== Textauszug ==

↓

Der Enkel des Firmengründers, Peter Reininghaus, übernahm den Betrieb 1920 als Prokurist und kurbelte die Bierproduktion erfolgreich wieder an. Mitte der 1930er Jahre kaufte man ein Aktienpaket der Leobener Brauerei Göss und legte so den Grundstein für die spätere Steirerbrau. In der Zwischenkriegszeit war Eggenberg mit über 15.000 Einwohnern die bevölkerungsreichste Marktgemeinde Österreichs, größter Arbeitgeber des Ortes war die Brauerei Reininghaus. Mit einem Ausstoß von mittlerweile 475.000 hl (22 % österreichweit) lag Reininghaus auf dem zweiten Platz der Bierproduzenten in Österreich. Ein Zusammenschluss mit der in wirtschaftliche Schwierigkeiten geratenen Brauerei Puntigam wurde, obwohl man mittlerweile von dieser ein größeres Aktienpaket besaß, von Peter Reininghaus vorerst abgelehnt.[1][4]

Mit Beginn des Zweiten Weltkriegs musste die in der Donaumonarchie zwar nobilitierte, aber nach den Nürnberger Gesetzen als nicht voll arisch geltende Familie Reininghaus emigrieren. Die Brauerei geriet unter die Herrschaft der Nationalsozialisten. 1943 wurde die bereits vor dem Krieg in die Wege geleitete Fusionierung der Brauerei in Puntigam mit der Brüder Reininghaus AG zur Grazer Brauerei Aktiengesellschaft Puntigam-Reininghaus vollzogen. Die Nebenbetriebe wurden in die Brüder Reininghaus Ges. m. b. H. ausgegliedert, welche sich zu 100 % im Besitz der Aktiengesellschaft befand. Durch die Fusion stieg die Mitarbeiteranzahl auf über 1.000 Personen.[5][6][4]

Peter Reininghaus kehrte 1945 aus dem Exil zurück und begann, das schwer am Boden liegende Unternehmen wieder aufzubauen. 1947 wurde im Zuge des Wiederaufbaus des schwer von Kriegsschäden getroffenen Unternehmens die gesamte Bierproduktion nach Puntigam verlegt und in Graz-Reininghaus fortan nur mehr Spiritus, Hefe und Essig erzeugt.[6][4] Bereits 1950 konnten wieder über 1.000 Personen beschäftigt werden. Das Unternehmen erwarb in diesen Jahren auch branchenfremde Betriebe wie u. a. eine Großkellerei in Wildon und die Schöcklseilbahn AG. Auch an der traditionsreichen Schrauben- und Schreibwarenfabrik Brevillier & Urban AG, der Förderung des heimischen Hopfenanbaus in Leutschach und der Grazer Messe beteiligte sich Reininghaus.[4]

 
Logo der "Brüder Reininghaus"am ehemaligen Brauereigelände, rechts das Emblem der Brauerei Puntigam

1970 wurde Kooperationsvertrag mit der Brauerei Schwechat abgeschlossen. Peter Reininghaus, der langjährige Firmenchef und Präsident der Brüder Reininghaus AG, starb im Jahr 1973. Daraufhin übernahm sein gleichnamiger Sohn Dkfm. Peter Reininghaus die Leitung des Familienunternehmens, 1977 gründeten die Brüder Reininghaus Brauerei AG und die Gösser Brauerei AG gemeinsam die Steirerbrau AG und wurden damit zum zweitgrößten Braukonzern Österreichs. Bis 1992 wurde der Anteil an der Steirerbau AG auf über 80 % ausgebaut, zu dieser Zeit gehörte auch der vormalige Finanzminister Hannes Androsch dem Aufsichtsrat des Unternehmens an.[7] Im selben Jahr wurde die Steirerbrau schließlich trotz des Einwandes von Kleinaktionären von der Konkurrentin Brau-Beteiligungs AG (BBAG) übernommen, welche das Unternehmen 1997 mit der Brau AG zur Brau Union Österreich fusionierte.[1][8]

Die Familie Reininghaus besaß weiterhin den aus dem ehemaligen Brauereigelände bestehenden großen Grundbesitz im Grazer Bezirk Eggenberg, der erst aktuell der Verwertung als Wohngebiet zugeführt wird (→ siehe: Reininghausgründe). In Graz-Gösting befand sich weiters die Farbenfabrik Reininghaus, diese wurde 2011 von der Brolli Holding ohne Bewilligung abgerissen, nachdem das Bundesdenkmalamt ein Ermittlungsverfahren zur Unterschutzstellung eingeleitet hatte.[9]

Bekannte Familienmitglieder Bearbeiten

Literatur Bearbeiten

  • Franz Mathis: Big Business in Österreich. Österreichische Großunternehmen in Kurzdarstellungen. Verlag für Geschichte und Politik, Wien 1987, ISBN 3-7028-0256-8.

↑

== Schriftliche Aufgabe a ==
Sammle aus der Auflistung jede Zeile, die das Wort „yellow“ enthält, und gib sie unverändert wieder. Groß- und Kleinschreibung ist dabei zu beachten.
Die Auflistung steht in keinem Zusammenhang mit dem Auszug.

== Datenauflistung ==

↓

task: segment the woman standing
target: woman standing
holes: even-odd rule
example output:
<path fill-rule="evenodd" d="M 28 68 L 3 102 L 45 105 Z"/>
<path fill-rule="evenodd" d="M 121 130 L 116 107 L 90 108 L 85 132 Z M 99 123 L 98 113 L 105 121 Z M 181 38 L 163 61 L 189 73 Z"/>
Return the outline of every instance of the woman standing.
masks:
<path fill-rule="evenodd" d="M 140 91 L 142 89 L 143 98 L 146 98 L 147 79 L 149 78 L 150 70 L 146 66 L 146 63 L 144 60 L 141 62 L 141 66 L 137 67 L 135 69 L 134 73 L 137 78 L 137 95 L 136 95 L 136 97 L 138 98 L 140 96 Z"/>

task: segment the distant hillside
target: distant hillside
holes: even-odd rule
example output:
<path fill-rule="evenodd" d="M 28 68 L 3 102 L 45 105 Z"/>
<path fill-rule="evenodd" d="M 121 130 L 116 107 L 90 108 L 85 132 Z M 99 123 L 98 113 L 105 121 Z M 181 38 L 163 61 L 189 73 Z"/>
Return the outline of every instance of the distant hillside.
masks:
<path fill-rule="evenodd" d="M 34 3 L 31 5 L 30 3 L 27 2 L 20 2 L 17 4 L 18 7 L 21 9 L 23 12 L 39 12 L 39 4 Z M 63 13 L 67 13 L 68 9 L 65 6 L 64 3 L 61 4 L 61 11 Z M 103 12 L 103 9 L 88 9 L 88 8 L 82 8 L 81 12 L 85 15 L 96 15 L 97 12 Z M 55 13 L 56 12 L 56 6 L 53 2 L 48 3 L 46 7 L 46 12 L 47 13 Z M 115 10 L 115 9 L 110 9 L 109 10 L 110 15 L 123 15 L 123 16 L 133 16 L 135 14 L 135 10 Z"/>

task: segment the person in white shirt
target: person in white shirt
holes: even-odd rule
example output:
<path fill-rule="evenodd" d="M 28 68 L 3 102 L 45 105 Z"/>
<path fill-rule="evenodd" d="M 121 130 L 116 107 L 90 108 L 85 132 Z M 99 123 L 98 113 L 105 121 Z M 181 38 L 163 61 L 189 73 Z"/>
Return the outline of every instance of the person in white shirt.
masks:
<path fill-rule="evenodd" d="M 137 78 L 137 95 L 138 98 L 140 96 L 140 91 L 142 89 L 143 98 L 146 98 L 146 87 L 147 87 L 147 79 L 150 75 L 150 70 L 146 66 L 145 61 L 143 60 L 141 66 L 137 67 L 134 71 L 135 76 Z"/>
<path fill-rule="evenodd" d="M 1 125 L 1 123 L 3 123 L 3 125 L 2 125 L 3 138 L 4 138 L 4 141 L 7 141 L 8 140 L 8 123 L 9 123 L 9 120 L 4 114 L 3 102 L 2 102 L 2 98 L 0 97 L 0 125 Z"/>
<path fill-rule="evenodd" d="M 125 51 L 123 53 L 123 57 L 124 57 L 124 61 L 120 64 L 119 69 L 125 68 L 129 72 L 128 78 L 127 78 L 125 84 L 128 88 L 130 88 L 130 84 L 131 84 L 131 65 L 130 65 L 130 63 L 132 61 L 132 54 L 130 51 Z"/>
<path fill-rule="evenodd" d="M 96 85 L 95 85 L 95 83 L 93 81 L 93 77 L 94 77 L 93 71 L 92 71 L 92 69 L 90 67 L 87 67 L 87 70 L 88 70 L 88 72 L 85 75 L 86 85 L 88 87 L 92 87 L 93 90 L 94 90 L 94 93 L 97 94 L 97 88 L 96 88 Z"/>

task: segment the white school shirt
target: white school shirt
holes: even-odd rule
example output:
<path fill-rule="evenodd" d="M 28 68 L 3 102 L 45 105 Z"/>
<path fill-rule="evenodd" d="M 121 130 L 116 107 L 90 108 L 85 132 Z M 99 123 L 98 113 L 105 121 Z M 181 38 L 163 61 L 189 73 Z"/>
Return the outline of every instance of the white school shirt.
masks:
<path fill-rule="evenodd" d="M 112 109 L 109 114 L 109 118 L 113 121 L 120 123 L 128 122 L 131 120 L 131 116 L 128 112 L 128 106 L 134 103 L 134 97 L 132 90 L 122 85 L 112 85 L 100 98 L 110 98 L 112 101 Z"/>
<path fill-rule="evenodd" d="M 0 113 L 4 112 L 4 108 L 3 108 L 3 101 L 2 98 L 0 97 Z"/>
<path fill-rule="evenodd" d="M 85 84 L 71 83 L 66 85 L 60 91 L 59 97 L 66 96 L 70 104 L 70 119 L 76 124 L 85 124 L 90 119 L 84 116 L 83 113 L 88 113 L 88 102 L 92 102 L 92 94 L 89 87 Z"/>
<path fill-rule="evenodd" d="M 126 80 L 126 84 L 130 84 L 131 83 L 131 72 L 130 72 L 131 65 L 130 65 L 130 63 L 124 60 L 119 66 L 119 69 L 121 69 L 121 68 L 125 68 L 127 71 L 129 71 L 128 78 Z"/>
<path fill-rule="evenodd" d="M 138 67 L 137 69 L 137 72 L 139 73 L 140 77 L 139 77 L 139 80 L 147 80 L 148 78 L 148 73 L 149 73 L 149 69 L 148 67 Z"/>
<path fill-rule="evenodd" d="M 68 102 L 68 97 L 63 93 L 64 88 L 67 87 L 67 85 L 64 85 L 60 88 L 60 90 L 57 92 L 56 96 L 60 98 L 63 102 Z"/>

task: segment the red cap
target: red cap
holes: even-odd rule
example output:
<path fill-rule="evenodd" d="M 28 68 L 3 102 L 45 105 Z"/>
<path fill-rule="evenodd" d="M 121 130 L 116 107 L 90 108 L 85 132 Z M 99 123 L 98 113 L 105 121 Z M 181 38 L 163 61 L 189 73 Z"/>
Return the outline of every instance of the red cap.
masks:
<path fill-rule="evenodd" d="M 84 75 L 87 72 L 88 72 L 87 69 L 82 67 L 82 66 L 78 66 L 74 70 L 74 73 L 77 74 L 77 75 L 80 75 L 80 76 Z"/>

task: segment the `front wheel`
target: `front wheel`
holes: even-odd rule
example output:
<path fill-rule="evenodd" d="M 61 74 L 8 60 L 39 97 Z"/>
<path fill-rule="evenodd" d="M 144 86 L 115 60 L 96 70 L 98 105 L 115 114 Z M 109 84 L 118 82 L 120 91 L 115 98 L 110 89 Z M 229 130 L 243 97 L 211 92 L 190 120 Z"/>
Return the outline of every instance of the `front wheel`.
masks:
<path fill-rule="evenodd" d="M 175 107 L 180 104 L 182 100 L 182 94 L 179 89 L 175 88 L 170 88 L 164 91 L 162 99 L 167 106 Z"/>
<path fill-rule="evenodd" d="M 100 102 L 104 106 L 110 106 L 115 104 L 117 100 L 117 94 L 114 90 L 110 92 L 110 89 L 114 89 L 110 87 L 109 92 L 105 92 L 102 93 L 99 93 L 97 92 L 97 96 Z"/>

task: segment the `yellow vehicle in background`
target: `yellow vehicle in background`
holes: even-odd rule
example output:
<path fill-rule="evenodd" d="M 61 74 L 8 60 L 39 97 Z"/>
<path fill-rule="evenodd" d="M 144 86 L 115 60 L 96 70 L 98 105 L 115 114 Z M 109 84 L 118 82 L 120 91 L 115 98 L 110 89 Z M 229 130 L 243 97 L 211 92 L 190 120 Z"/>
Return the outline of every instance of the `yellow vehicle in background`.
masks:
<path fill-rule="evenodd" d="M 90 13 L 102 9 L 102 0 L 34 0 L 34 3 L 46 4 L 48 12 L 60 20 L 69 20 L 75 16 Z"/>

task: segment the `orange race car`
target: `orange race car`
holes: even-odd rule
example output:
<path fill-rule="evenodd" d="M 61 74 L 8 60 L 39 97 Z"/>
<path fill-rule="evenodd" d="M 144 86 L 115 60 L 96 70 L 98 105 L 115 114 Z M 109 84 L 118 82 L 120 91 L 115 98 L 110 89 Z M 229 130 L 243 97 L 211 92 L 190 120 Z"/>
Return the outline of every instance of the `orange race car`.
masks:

↑

== Schriftliche Aufgabe b ==
Wiederhole aus dem Auszug über die Brauerei Reininghaus wortgetreu alles von „Bekannte Familienmitglieder Bearbeiten“ bis hinunter zu „1987, ISBN 3-7028-0256-8.“.

== Fertige Antwort a ==
task: segment the `yellow vehicle in background`
target: `yellow vehicle in background`
Return the outline of every instance of the `yellow vehicle in background`.

== Fertige Antwort b ==
Bekannte Familienmitglieder Bearbeiten

Literatur Bearbeiten

  • Franz Mathis: Big Business in Österreich. Österreichische Großunternehmen in Kurzdarstellungen. Verlag für Geschichte und Politik, Wien 1987, ISBN 3-7028-0256-8.